- **Required work**
Recast the lines below, from the line with "stainless steel sink." through the line with "279, 254, 391, 270", as a Markdown table with two columns, Row and Line. Number each row and skip any blank lines.

- **Extracted information**
□ □ □ □
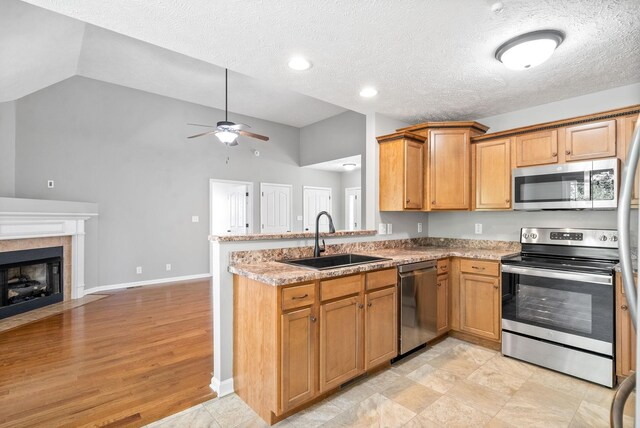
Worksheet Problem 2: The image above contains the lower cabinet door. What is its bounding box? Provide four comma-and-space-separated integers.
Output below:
460, 273, 500, 340
320, 296, 364, 392
364, 287, 398, 370
280, 308, 316, 411
436, 275, 451, 336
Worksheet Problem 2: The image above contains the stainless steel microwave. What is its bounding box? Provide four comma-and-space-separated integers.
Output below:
511, 158, 620, 211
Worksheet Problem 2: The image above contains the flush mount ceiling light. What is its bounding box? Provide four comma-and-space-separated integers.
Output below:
360, 86, 378, 98
342, 162, 358, 171
289, 56, 311, 71
496, 30, 564, 70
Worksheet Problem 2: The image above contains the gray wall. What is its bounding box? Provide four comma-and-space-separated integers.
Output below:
15, 77, 340, 288
429, 84, 640, 240
0, 101, 16, 197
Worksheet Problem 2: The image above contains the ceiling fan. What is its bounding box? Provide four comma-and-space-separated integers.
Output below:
187, 68, 269, 146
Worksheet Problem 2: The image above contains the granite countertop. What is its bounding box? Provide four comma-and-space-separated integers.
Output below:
228, 247, 518, 286
209, 230, 377, 242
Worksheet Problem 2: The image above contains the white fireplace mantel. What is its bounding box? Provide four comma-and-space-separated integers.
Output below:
0, 198, 98, 299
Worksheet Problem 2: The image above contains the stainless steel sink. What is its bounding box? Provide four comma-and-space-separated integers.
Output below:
279, 254, 391, 270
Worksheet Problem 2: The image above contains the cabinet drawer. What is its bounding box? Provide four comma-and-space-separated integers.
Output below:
282, 282, 316, 311
366, 268, 398, 290
460, 259, 500, 276
320, 275, 362, 301
437, 259, 449, 275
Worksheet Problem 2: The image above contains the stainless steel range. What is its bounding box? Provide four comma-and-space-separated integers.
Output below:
502, 228, 618, 387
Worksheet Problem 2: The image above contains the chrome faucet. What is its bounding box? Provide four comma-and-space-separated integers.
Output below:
313, 211, 336, 257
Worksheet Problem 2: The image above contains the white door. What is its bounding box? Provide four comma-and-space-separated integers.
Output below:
344, 187, 362, 230
302, 186, 332, 232
260, 183, 292, 233
209, 180, 253, 235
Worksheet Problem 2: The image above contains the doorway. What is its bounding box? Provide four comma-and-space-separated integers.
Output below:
209, 180, 253, 236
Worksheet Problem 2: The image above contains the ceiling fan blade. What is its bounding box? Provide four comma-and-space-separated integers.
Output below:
187, 123, 216, 128
187, 129, 218, 138
229, 123, 251, 130
238, 131, 269, 141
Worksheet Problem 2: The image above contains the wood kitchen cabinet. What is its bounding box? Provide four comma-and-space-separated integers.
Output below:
378, 132, 425, 211
233, 268, 398, 424
471, 138, 512, 211
564, 119, 616, 162
616, 272, 637, 377
459, 259, 501, 341
515, 129, 558, 168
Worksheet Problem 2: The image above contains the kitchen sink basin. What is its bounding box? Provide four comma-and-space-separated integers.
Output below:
280, 254, 390, 270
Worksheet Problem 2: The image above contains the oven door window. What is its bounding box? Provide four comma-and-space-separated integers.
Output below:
514, 171, 591, 203
502, 274, 614, 342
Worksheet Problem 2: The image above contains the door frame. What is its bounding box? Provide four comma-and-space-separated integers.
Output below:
259, 182, 293, 233
302, 186, 333, 232
209, 178, 254, 235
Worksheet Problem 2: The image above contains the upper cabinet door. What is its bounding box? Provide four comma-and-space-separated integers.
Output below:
404, 140, 424, 210
516, 130, 558, 168
473, 138, 511, 210
429, 129, 471, 210
564, 119, 616, 162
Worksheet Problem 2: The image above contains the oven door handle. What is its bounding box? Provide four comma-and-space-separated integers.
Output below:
502, 265, 613, 285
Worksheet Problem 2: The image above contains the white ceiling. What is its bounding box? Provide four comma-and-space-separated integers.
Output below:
10, 0, 640, 123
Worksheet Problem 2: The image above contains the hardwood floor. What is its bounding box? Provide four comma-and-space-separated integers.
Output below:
0, 281, 215, 427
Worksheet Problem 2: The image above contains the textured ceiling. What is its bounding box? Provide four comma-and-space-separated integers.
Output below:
0, 0, 345, 127
10, 0, 640, 123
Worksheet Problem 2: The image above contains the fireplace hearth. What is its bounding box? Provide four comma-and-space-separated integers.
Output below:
0, 247, 64, 319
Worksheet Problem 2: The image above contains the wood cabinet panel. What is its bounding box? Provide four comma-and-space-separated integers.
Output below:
460, 273, 500, 340
515, 129, 558, 168
564, 119, 616, 162
460, 259, 500, 276
282, 282, 316, 311
365, 268, 398, 291
473, 138, 511, 210
320, 296, 364, 392
320, 274, 363, 302
280, 308, 316, 411
436, 275, 451, 336
364, 287, 398, 370
429, 129, 471, 210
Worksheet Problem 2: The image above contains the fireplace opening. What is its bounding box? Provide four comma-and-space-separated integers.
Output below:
0, 247, 64, 319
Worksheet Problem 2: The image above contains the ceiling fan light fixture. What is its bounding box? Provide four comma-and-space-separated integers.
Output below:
495, 30, 565, 70
342, 162, 358, 171
216, 131, 238, 145
289, 56, 311, 71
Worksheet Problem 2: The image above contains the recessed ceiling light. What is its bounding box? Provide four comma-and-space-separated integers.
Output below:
289, 56, 311, 71
360, 86, 378, 98
496, 30, 564, 70
342, 162, 358, 171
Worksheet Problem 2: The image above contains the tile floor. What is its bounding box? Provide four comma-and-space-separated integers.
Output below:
148, 338, 635, 428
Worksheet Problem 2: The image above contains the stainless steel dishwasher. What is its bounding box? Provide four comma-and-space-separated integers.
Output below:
398, 260, 438, 355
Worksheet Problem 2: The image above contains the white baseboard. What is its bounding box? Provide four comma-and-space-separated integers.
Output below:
84, 273, 211, 295
209, 376, 234, 398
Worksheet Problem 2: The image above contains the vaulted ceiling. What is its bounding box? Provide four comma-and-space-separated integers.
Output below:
5, 0, 640, 123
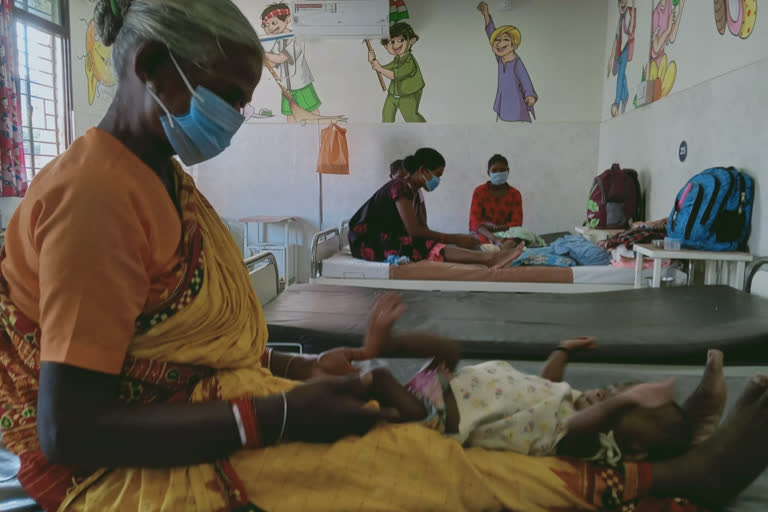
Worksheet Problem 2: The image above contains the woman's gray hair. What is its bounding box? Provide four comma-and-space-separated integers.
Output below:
94, 0, 264, 77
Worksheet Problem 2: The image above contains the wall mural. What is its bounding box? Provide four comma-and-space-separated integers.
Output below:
477, 2, 539, 123
258, 3, 344, 123
646, 0, 685, 101
632, 0, 686, 108
81, 19, 117, 105
389, 0, 410, 25
608, 0, 637, 117
368, 21, 427, 123
715, 0, 757, 39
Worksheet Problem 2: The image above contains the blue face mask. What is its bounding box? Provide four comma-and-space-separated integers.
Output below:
491, 171, 509, 185
424, 173, 440, 192
149, 54, 245, 165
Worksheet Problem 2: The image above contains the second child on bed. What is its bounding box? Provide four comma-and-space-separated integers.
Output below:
364, 294, 726, 464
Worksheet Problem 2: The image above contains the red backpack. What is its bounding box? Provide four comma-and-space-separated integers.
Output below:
587, 164, 642, 229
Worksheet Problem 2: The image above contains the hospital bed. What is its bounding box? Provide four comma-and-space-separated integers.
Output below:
310, 225, 687, 294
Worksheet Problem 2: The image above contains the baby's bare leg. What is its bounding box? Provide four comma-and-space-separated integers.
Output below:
371, 368, 427, 423
683, 350, 728, 445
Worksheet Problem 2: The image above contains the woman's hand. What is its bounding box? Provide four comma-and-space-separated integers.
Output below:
310, 347, 370, 379
282, 373, 399, 443
454, 235, 482, 250
560, 336, 597, 352
362, 293, 407, 359
622, 379, 675, 409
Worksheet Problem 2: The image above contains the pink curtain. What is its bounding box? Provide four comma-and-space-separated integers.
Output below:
0, 0, 27, 197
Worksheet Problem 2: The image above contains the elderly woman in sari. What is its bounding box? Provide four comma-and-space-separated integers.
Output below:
0, 0, 768, 512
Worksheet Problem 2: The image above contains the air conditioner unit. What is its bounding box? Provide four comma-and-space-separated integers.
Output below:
293, 0, 389, 39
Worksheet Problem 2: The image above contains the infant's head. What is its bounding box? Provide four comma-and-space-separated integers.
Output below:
574, 382, 691, 460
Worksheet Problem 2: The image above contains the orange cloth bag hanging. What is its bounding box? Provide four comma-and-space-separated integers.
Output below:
317, 123, 349, 174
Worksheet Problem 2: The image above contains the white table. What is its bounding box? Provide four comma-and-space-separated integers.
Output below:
634, 244, 754, 289
573, 226, 626, 244
240, 215, 298, 286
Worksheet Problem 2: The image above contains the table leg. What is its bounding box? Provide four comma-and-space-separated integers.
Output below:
653, 258, 664, 288
635, 252, 643, 288
734, 261, 747, 290
704, 260, 717, 286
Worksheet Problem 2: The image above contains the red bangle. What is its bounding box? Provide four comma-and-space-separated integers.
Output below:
230, 398, 264, 449
261, 348, 272, 370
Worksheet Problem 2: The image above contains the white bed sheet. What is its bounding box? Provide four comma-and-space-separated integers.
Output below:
323, 250, 686, 286
323, 251, 389, 279
572, 265, 687, 285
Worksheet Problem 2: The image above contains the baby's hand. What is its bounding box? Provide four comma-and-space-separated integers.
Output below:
560, 336, 597, 351
363, 293, 407, 357
624, 379, 675, 409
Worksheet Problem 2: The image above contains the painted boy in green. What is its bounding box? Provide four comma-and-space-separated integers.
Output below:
368, 22, 427, 123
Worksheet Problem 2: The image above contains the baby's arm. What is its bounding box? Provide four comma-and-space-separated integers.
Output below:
541, 338, 597, 382
363, 294, 461, 371
557, 379, 675, 457
557, 393, 637, 457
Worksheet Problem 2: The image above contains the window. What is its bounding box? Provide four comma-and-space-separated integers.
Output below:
14, 0, 72, 180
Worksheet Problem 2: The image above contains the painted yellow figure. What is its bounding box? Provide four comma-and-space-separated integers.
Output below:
85, 20, 116, 105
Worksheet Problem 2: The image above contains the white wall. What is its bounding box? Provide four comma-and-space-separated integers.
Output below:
599, 0, 768, 255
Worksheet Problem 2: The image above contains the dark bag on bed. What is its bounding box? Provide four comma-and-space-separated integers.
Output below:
667, 167, 755, 251
587, 164, 641, 229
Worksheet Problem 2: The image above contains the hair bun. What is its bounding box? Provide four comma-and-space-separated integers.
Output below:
93, 0, 132, 46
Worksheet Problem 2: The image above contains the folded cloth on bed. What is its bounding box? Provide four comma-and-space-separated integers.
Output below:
509, 247, 577, 267
386, 254, 411, 267
494, 227, 547, 247
600, 222, 667, 249
552, 235, 611, 266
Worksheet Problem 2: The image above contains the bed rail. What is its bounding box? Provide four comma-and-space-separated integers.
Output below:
339, 219, 349, 248
244, 251, 280, 305
744, 258, 768, 293
309, 228, 343, 278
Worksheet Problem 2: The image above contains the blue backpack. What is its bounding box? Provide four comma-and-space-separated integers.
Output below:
667, 167, 755, 251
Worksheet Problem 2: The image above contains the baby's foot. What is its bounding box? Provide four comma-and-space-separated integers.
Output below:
683, 350, 728, 445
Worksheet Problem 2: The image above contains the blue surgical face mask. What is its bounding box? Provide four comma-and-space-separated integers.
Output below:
491, 171, 509, 185
148, 54, 245, 165
424, 173, 440, 192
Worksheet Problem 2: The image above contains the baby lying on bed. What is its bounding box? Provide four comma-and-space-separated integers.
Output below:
365, 295, 726, 464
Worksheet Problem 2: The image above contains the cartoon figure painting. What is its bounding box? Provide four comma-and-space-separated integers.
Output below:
85, 20, 116, 105
368, 21, 427, 123
389, 0, 410, 26
477, 2, 539, 123
608, 0, 637, 117
646, 0, 685, 101
261, 3, 322, 123
715, 0, 757, 39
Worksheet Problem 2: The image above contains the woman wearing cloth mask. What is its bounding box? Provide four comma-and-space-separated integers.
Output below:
349, 148, 522, 268
389, 160, 427, 226
0, 0, 768, 512
469, 155, 523, 247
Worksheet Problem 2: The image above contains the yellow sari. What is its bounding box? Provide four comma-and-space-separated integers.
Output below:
0, 166, 688, 512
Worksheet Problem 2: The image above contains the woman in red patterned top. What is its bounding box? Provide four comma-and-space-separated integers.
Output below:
349, 148, 522, 268
469, 155, 523, 247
□ □ □ □
- **Final answer**
| Row | Line |
|---|---|
| 1 | Worksheet Problem 2: The image above contains the stainless steel sink. What is its bounding box? Provide four comma-and-space-separated integers. |
| 2 | Output below: |
| 3 | 279, 254, 391, 270 |